— SELECTED TEXT —
------

And w00t! It serializes to this:
<Foo><Bar>yes</Bar></Foo>
It also deserializes correctly.
There is probably some way to get my XmlSerializer to automatically cast any bools it encounters to YesNos as it goes - but I haven't found it yet. Anyone?
Very simple. Use a surrogate property. Apply XmlIgnore on the actual property. The surrogate is a string, and must use the XmlElement attribute that takes a element-name override. Specify the name of the actual property in the override. The surrogate property serializes differently based on the value of the actual property. You must also provide a setter for the Surrogate, and the setter should set the actual property appropriately, for whatever value it serialized. In other words it needs to go both ways.
Snip:
public class SomeType
{
[XmlElement]
public int IntValue;
[XmlIgnore]
public bool Value;
[XmlElement("Value")]
public string Value_Surrogate {
get { return (Value)? "Yes, definitely!":"Absolutely NOT!"; }
set { Value= (value=="Yes, definitely!"); }
}
}
click here for full compilable source example.
Making a bool value serialize as "yes" or "no" changes the data type from being a boolean at all. Instead, can you add a separate property which evaluates a boolean and returns "yes" or "no" as appropriate for it's data type? Maybe you could even force "yes" or "no" by making the return type be an enum which only specifies those values.
public YesOrNo DoYouLoveIt
{
get { return boolToEvaluate ? YesOrNo.Yes : YesOrNo.No; }
}
That might be overkill, but might answer your need. The only reason I bring up an enum for such a simple value is you'd be restricting the values vs. allowing any string.
I use the property method, but instead of checking to see if the string is equal to yes or no, I prefer to check if the string starts with (case insensitive) "YT1". This allows the file to contain true, True, t, T, y, Y, yes, Yes, 1, etc. all which will evaluate to true. While I can specify that false is false, False, f, F, n, N, no, No, 0, etc., anything that doesn't match the true still evaluates to false.

------

— EXTRACTED MATERIAL —
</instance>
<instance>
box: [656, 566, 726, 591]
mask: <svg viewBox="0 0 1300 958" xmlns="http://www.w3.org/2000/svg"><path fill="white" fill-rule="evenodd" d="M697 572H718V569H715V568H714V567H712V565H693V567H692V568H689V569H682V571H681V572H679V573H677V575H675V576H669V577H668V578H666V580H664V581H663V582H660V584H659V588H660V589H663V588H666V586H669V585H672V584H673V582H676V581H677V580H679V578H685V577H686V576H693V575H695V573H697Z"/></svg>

------

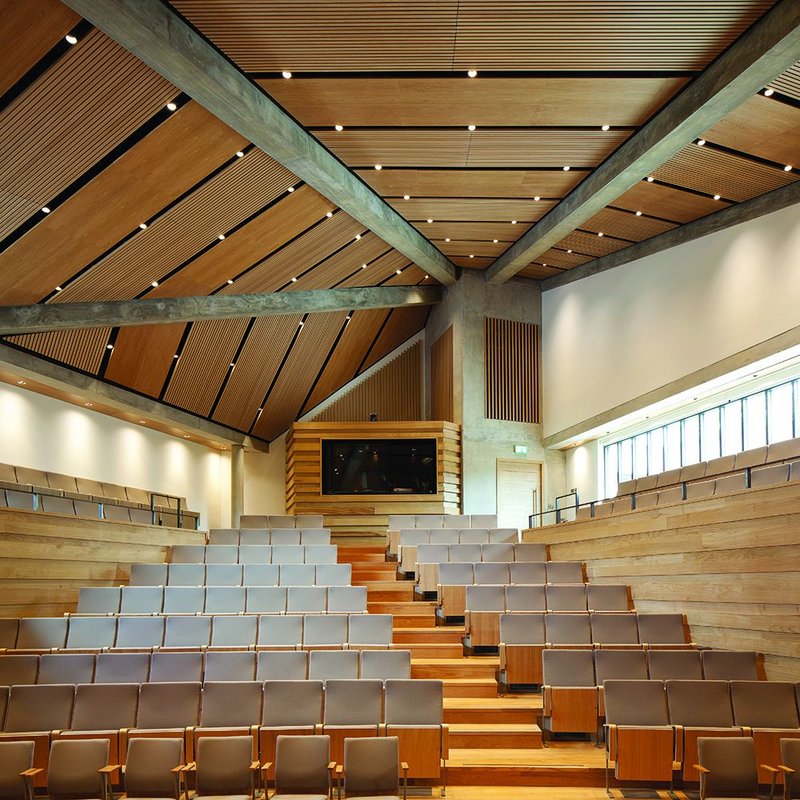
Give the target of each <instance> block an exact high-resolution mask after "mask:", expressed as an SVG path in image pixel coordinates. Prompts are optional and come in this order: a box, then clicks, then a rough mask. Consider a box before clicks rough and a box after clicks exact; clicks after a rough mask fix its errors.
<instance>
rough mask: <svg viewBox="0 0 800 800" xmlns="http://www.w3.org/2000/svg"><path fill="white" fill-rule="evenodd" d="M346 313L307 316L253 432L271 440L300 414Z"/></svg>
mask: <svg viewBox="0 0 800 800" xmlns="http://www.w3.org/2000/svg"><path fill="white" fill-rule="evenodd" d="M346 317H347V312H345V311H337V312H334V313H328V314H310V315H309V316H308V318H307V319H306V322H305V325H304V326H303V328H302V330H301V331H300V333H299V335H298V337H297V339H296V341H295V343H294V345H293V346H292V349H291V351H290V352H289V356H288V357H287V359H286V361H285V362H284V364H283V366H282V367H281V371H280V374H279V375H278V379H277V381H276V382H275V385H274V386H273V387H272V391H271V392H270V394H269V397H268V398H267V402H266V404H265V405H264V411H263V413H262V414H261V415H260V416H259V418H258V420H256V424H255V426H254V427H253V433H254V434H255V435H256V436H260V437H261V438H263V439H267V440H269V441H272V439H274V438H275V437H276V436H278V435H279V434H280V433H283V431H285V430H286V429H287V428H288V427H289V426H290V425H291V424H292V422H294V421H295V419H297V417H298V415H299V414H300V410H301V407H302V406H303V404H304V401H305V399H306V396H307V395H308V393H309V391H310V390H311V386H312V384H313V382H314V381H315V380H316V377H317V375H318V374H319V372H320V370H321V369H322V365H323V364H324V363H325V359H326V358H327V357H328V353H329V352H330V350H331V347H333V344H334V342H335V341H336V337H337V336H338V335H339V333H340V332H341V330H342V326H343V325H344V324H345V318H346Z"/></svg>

------

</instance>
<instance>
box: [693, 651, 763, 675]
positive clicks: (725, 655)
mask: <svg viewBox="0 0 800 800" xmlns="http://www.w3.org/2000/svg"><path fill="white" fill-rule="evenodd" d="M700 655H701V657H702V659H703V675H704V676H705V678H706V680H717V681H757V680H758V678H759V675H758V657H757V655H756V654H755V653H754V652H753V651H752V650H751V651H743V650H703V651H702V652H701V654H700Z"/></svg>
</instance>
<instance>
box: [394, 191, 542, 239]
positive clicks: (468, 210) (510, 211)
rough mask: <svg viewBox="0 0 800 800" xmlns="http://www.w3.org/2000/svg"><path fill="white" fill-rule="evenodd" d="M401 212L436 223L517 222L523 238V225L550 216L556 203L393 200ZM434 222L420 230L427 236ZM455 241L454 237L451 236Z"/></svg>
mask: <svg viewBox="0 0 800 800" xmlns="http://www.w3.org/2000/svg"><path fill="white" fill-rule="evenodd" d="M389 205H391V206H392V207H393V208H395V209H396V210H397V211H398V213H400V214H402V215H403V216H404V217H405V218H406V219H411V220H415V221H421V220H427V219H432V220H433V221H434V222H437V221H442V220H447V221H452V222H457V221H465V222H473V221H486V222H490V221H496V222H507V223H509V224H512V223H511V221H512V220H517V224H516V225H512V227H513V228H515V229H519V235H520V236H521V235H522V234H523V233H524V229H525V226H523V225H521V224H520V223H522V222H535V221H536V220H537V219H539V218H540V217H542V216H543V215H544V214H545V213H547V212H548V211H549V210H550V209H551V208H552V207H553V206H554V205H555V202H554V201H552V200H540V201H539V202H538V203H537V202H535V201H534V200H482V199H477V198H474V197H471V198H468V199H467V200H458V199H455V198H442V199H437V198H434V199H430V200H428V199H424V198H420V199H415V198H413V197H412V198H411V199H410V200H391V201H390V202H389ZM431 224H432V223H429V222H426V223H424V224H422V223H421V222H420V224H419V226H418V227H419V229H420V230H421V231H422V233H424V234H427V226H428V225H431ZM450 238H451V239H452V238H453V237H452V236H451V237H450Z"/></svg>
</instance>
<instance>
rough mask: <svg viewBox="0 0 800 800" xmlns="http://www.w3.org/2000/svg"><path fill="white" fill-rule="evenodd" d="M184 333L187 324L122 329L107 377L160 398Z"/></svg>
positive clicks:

------

— REQUIRED WORK —
• a. Pull out everything from "Making a bool" down to "specifies those values." in the discussion of serializing bools, copying it word for word.
• b. Extend the discussion of serializing bools as "yes" or "no" by continuing on from its final sentence.

— TASK RESULTS —
• a.
Making a bool value serialize as "yes" or "no" changes the data type from being a boolean at all. Instead, can you add a separate property which evaluates a boolean and returns "yes" or "no" as appropriate for it's data type? Maybe you could even force "yes" or "no" by making the return type be an enum which only specifies those values.

• b.
Your property example is probably the simplest way you could do it. If it helps, I believe you don't need to make it a public property, since the attribute implements ISerializable on the class behind your back. To enable deserialization, you should be able to just implement set { Bar = value == "yes"; }
#Blorgbeard:
If you have more then one of these YesNo classes in an object class,
make sure to read the entire element.
public void ReadXml(XmlReader reader)
{
string element = reader.ReadOuterXml();
int startIndex = element.IndexOf('>') + 1;
int length = element.LastIndexOf('<') - startIndex;
string text = (element.Substring(startIndex, length).ToLowerInvariant();
Value = (text == "yes");
}
Otherwise this might cause problems.
The ReadXml method must reconstitute your object using the information that was written by the WriteXml method.
When this method is called, the reader is positioned at the start of the element that wraps the information for your type. That is, just
before the start tag that indicates the beginning of a serialized
object. When this method returns, it must have read the entire element
from beginning to end, including all of its contents. Unlike the
WriteXml method, the framework does not handle the wrapper element
automatically. Your implementation must do so. Failing to observe
these positioning rules may cause code to generate unexpected runtime
exceptions or corrupt data.
What you're needing to do sounds more like a display issue. If your application allows, you will be better off keeping the data type as a boolean and displaying Yes/No in your user interface.